• The request:
Retype the following lines with no changes.

Object pointing dataset rows:
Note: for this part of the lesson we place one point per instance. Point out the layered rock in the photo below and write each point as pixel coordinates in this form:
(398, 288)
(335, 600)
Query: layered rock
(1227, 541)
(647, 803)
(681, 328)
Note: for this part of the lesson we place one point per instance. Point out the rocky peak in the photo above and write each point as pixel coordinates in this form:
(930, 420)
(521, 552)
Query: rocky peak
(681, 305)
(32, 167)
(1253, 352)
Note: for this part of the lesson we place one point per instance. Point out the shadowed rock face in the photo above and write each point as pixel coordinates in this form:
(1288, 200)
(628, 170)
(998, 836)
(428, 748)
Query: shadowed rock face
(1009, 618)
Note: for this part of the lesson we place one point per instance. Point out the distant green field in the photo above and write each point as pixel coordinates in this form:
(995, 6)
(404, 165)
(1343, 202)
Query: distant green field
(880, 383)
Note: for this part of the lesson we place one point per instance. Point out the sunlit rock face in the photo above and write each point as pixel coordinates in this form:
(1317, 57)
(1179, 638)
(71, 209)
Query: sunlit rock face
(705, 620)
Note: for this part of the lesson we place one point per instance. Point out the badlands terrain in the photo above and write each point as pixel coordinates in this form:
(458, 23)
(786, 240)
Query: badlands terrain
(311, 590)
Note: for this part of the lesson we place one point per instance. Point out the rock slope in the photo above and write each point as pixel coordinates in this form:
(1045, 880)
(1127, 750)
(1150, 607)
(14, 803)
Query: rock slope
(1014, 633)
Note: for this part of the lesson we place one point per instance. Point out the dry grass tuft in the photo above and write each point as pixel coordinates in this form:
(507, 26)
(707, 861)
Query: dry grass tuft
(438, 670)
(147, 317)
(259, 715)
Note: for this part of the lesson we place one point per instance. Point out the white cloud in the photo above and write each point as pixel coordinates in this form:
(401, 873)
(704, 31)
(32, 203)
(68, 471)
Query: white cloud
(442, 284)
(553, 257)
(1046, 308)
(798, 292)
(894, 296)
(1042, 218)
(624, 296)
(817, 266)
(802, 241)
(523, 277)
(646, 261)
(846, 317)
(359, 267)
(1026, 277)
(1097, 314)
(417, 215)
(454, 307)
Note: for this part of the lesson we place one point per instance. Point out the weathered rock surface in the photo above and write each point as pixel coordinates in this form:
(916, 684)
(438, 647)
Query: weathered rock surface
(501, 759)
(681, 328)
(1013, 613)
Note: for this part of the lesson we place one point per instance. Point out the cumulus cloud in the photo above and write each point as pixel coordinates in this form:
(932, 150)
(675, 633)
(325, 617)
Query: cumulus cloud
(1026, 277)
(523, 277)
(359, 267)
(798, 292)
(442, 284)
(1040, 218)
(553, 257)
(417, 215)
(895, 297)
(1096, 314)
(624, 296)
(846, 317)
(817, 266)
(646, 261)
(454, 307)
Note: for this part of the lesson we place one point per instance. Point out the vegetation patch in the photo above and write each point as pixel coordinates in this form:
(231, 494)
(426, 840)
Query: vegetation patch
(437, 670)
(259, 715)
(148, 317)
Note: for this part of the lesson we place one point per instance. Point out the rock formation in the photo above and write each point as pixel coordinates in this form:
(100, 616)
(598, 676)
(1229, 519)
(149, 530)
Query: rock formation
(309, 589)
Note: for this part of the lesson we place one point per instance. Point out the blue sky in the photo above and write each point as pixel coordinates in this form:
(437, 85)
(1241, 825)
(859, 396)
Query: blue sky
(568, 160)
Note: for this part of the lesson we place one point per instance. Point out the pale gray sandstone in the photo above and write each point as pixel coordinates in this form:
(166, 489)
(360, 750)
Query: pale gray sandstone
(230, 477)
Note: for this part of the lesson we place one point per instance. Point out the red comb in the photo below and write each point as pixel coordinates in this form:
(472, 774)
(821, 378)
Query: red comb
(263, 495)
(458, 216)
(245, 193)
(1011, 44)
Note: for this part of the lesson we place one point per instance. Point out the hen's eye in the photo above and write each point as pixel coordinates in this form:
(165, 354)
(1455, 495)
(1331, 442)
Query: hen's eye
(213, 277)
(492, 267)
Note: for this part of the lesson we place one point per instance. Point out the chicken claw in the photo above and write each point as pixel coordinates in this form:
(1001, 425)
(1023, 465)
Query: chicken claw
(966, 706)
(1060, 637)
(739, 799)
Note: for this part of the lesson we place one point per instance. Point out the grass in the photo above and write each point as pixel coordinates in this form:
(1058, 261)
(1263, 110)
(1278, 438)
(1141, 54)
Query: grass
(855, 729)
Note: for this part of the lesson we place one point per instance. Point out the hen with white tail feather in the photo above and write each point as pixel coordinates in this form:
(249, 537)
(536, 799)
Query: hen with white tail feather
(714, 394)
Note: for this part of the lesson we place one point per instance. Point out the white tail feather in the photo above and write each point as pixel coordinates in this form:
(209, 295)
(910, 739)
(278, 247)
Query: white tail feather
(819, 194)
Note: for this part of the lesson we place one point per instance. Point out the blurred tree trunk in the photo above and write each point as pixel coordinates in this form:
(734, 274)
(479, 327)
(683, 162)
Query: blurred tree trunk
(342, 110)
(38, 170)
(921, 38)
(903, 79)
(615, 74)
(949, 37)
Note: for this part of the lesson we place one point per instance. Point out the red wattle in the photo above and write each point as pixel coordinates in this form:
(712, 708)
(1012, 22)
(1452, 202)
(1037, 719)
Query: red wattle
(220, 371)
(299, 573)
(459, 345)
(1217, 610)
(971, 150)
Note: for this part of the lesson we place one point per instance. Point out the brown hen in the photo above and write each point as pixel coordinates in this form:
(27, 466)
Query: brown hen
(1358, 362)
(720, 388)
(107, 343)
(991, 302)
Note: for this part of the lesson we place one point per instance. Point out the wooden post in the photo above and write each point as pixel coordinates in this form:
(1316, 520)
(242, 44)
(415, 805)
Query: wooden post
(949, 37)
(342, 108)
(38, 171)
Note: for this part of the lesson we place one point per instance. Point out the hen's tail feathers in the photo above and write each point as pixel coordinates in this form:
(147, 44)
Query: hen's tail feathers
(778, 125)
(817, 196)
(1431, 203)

• Solution:
Note: for this part of the lesson we place one point per instance. Point out the layered rock in the photo below and write each point as pixel coordinates in this form:
(398, 288)
(335, 600)
Query: layered rock
(1227, 541)
(647, 803)
(681, 328)
Note: for this part of the lesson we place one point per instance. Point out the rocky peak in the photo above and write each point as pixel coordinates in this form:
(930, 420)
(521, 552)
Query: rocky peak
(681, 305)
(32, 167)
(1253, 352)
Note: for this part of the lesson we place one point per instance. Point out the shadowed rock face in the photo above and write each point as pixel coordinates in this form:
(1288, 200)
(628, 170)
(998, 836)
(428, 748)
Query: shadowed rock face
(1009, 618)
Note: for this part of the lesson we place one point per instance. Point out the distant green field in the photo above and write each point as pixel coordinates in this form:
(995, 6)
(404, 165)
(1343, 202)
Query: distant green field
(880, 383)
Note: for this part of the lesson we place one point per instance. Point out the sunlit rock face in the photo above and write each point as pixel coordinates in this form:
(1317, 57)
(1179, 638)
(71, 209)
Query: sunlit rock face
(705, 620)
Note: for this part of the lesson we place one point per instance. Point out the badlands terrain in the photo above and write each point as pixel coordinates in this form:
(458, 23)
(786, 240)
Query: badlands terrain
(311, 590)
Note: for this part of the lesson we place one point per instance. Point out the rock slope in the photo above and write each point as pixel coordinates in this form:
(1045, 880)
(1127, 750)
(1150, 607)
(14, 803)
Query: rock slope
(1014, 633)
Note: for this part of the lesson we place one point per instance. Point out the dry grass tuft in the photo above and write each point as pixel coordinates in this form:
(507, 26)
(707, 861)
Query: dry grass tuft
(438, 670)
(147, 317)
(259, 715)
Note: for this part of the lesson we place one point per instance. Point out the white cloud in the photo above and write each point as pixel coordinates in this form:
(401, 873)
(704, 31)
(32, 203)
(68, 471)
Query: white cloud
(442, 284)
(553, 257)
(1046, 308)
(798, 292)
(894, 296)
(1042, 218)
(624, 296)
(817, 266)
(802, 241)
(523, 277)
(646, 261)
(846, 317)
(359, 267)
(1026, 277)
(1097, 314)
(417, 215)
(454, 307)
Note: for this part of the lesson we place one point per instance. Point out the weathered rock surface in the photo above and write each point as pixel coordinates in this form:
(916, 684)
(438, 647)
Query: weathered rock surface
(501, 759)
(681, 328)
(1013, 613)
Note: for this part of the lesson we place one point per instance. Point out the cumulus cloud in the photo above and write each point as pixel coordinates in this form:
(932, 150)
(675, 633)
(325, 617)
Query: cumulus cloud
(1026, 277)
(523, 277)
(359, 267)
(798, 292)
(442, 284)
(1040, 218)
(553, 257)
(417, 215)
(895, 297)
(1096, 314)
(624, 296)
(846, 317)
(817, 266)
(646, 261)
(454, 307)
Note: for this part of the lesson we place one point per instance. Point out the vegetation patch in the photo above and write each point as pixel coordinates in this form:
(231, 494)
(426, 840)
Query: vegetation patch
(437, 670)
(259, 715)
(148, 317)
Note: for this part of the lesson we place one point per instance. Point out the rock formation in the photo above and write each point as pixel coordinates in this form:
(100, 616)
(598, 676)
(1229, 519)
(149, 530)
Query: rock formation
(309, 589)
Note: for this part of the lesson we place one point per instance. Point out the blue sky in the photo above and write each point as pixel coordinates in this form:
(437, 85)
(1241, 825)
(859, 396)
Query: blue sky
(568, 160)
Note: for this part of the lesson we place one point per instance. Point out the pale gray sandstone in the photo above and write each point as pixel coordinates in this form:
(166, 489)
(360, 750)
Query: pale gray sandstone
(230, 477)
Note: for this part of the lesson we place one point per instance. Point out the red comb in the photo below and write each point as pixel coordinates in this form:
(472, 774)
(821, 378)
Query: red comb
(263, 495)
(458, 216)
(245, 193)
(1011, 44)
Note: for this part of the lesson we place one point per instance. Point out the hen's eye in the photo above and write each point as pixel coordinates in this form:
(165, 354)
(1455, 495)
(1331, 442)
Query: hen's eye
(213, 277)
(492, 267)
Note: for this part of the lesson we place one point per instance. Point out the chicken claw in the photo above and write each point as pixel coordinates in this form:
(1001, 425)
(1023, 465)
Query: chicken claw
(966, 706)
(1060, 637)
(739, 799)
Note: for this part of the lesson we place one point per instance. Point out the grass in the photo above and write each point as pixel coordinates in this form:
(1058, 261)
(1263, 110)
(1278, 438)
(1141, 54)
Query: grass
(855, 729)
Note: for this part of the lesson we place one point per instance. Point out the hen with white tail feather in the photo above and write each point as pixel coordinates in this form:
(249, 537)
(536, 799)
Query: hen with white tail feather
(714, 394)
Note: for this part of the lesson we place one point per instance. Point out the white tail feather in the photo above and write each point as pixel coordinates in this form:
(209, 295)
(910, 739)
(278, 247)
Query: white tail feather
(819, 194)
Note: for this part of the lesson we place one point per instance. Point out the blurred tree trunk in the photo above and write each point as pixel coordinates in this form:
(734, 274)
(479, 327)
(683, 162)
Query: blurred tree trunk
(342, 110)
(38, 170)
(921, 38)
(903, 79)
(615, 74)
(949, 37)
Note: for this part of the lesson we place one point per instance. Point out the red wattle in the photo above and write each point as pixel coordinates in this form:
(712, 708)
(1012, 22)
(1452, 202)
(1037, 719)
Query: red wattle
(220, 371)
(299, 573)
(459, 345)
(1217, 610)
(971, 150)
Note: for this part of the lesson we place one point per instance. Point out the brown hen in the photo above and write each point as pixel coordinates in this form:
(27, 466)
Query: brown hen
(1358, 362)
(720, 388)
(107, 343)
(991, 302)
Note: for this part of the lesson we place one point per instance. Point out the wooden post in the photo above and write each point as pixel coordinates in this form:
(1316, 520)
(242, 44)
(415, 805)
Query: wooden post
(949, 37)
(342, 108)
(38, 171)
Note: for this part of the lesson we place one point per instance. Point out the hen's tail feathers in the photo above and write each point as pixel coordinates in this form:
(147, 44)
Query: hen's tail feathers
(778, 125)
(817, 196)
(1431, 203)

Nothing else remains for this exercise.